----- Data provided

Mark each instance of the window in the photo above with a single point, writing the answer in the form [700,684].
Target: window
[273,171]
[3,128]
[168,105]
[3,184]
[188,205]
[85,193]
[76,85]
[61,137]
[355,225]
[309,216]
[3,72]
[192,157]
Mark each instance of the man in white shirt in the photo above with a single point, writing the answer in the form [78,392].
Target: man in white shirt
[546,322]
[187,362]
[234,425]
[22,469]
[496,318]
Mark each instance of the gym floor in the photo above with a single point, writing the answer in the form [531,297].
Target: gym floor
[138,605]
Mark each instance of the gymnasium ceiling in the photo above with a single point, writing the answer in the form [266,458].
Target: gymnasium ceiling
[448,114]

----------
----- Data provided

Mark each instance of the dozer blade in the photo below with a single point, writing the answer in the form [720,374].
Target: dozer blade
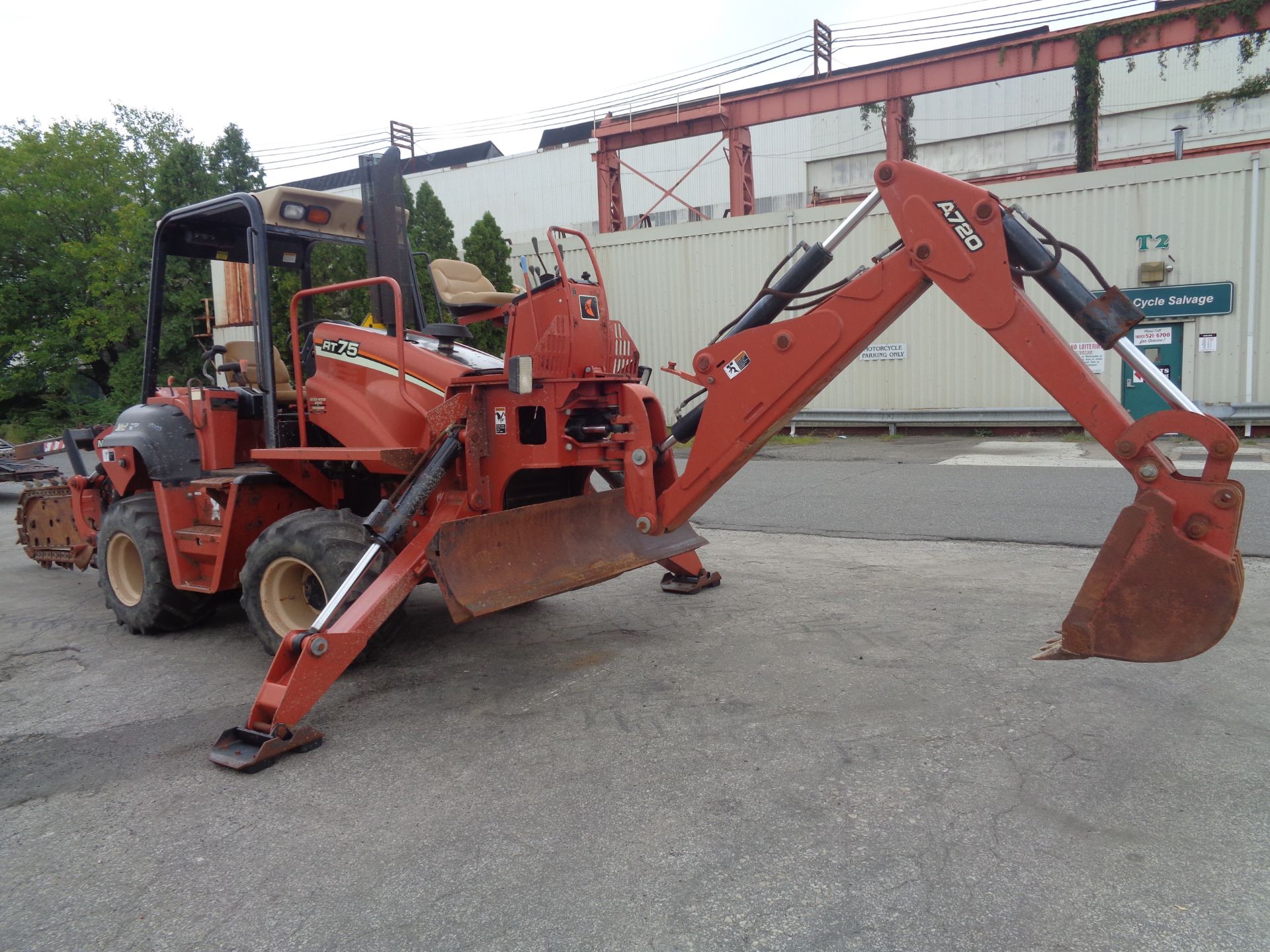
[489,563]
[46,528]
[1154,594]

----------

• **Task instructions**: All lines of the material that contain the word "writing" should be listed.

• **Output of the task**:
Mark each instance of the window in the photo above with a single point, writing the answer in the form [700,684].
Mark each instance of the man in white shirt in the photo above with a single point, writing the answer in the form [78,392].
Mark each instance of the gym floor in the photo above with a single point, writing the answer in the form [531,297].
Mark each instance of the gymnasium ceiling in the photo above with a single point, writing the answer in the form [266,458].
Mark each instance of the dozer blade in the photo below with a single point, writing the answer in the form [720,374].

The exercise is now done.